■ **YOUR INSTRUCTIONS**
Print the island passage below in full, word for word.
══ GIVEN PASSAGE
Everything important seems so far away.


Nothing can touch us here. Nothing can touch me. Even after I get an expensive helicopter ride off the island to a mainland hospital for alcohol poisoning on my birthday. I can barely hear the strain in my parents' worried voices over all the "It'll be a great stories!" all around me. It's already a great story. I'm so alive. I'm so thirsty. I feel greedy for one more of everything I've felt. Everything coarsing through my veins is never enough because the next moment will always bring more. I lose touch with people. I don't care. Nothing is real but everything I'm doing and feeling moment to moment. It's too much to try to explain. Why would I try anyway, when just living it instead is so goddamn easy?


I've heard it being compared to doing heroin the first time, always going back to try to get a high like the first one,  but I've never done that, so I can't say.
════
══ STORED DATA
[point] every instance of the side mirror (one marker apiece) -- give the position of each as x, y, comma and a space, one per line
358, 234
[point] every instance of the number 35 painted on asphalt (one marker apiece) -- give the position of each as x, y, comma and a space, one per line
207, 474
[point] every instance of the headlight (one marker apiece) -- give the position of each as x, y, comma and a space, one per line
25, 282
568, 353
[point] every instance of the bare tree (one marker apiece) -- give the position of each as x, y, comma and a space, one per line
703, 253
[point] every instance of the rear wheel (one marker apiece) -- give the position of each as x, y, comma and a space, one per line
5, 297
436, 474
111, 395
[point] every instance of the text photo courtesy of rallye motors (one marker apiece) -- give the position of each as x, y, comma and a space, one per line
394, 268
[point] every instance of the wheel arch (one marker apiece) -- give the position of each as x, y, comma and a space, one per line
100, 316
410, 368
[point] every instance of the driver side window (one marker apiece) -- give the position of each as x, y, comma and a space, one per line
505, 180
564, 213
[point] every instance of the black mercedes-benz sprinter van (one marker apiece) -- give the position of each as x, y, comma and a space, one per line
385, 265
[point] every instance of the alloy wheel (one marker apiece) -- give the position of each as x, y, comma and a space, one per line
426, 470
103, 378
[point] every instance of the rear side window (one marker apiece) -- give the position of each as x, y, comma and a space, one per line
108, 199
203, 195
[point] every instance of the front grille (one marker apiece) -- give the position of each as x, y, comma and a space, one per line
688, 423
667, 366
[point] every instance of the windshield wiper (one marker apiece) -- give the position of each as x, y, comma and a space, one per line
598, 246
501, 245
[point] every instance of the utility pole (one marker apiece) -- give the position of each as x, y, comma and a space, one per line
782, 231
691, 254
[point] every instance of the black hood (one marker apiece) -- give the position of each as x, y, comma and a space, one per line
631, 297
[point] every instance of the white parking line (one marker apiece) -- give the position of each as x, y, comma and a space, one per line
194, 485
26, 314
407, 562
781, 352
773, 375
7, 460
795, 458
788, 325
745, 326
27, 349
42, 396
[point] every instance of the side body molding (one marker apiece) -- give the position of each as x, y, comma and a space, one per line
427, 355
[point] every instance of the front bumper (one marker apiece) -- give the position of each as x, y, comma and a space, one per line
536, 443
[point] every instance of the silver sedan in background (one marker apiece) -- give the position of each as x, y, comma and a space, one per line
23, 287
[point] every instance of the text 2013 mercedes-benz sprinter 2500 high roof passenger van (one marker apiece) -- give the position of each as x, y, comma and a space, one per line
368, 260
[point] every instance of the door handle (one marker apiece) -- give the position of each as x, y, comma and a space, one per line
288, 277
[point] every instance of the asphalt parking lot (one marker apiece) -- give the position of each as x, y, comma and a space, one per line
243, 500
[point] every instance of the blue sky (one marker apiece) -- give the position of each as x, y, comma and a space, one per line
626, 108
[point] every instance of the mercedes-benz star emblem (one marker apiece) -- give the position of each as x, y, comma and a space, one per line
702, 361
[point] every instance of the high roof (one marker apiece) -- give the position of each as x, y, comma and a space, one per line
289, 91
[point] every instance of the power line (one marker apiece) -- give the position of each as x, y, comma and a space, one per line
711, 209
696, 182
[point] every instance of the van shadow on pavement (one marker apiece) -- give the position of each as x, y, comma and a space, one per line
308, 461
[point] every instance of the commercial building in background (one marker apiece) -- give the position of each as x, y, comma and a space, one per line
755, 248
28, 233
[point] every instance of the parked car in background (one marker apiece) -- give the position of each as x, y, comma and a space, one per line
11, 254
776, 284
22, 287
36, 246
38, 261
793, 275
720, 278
════
■ **RESULT FOR THIS TASK**
Everything important seems so far away.


Nothing can touch us here. Nothing can touch me. Even after I get an expensive helicopter ride off the island to a mainland hospital for alcohol poisoning on my birthday. I can barely hear the strain in my parents' worried voices over all the "It'll be a great stories!" all around me. It's already a great story. I'm so alive. I'm so thirsty. I feel greedy for one more of everything I've felt. Everything coarsing through my veins is never enough because the next moment will always bring more. I lose touch with people. I don't care. Nothing is real but everything I'm doing and feeling moment to moment. It's too much to try to explain. Why would I try anyway, when just living it instead is so goddamn easy?


I've heard it being compared to doing heroin the first time, always going back to try to get a high like the first one,  but I've never done that, so I can't say.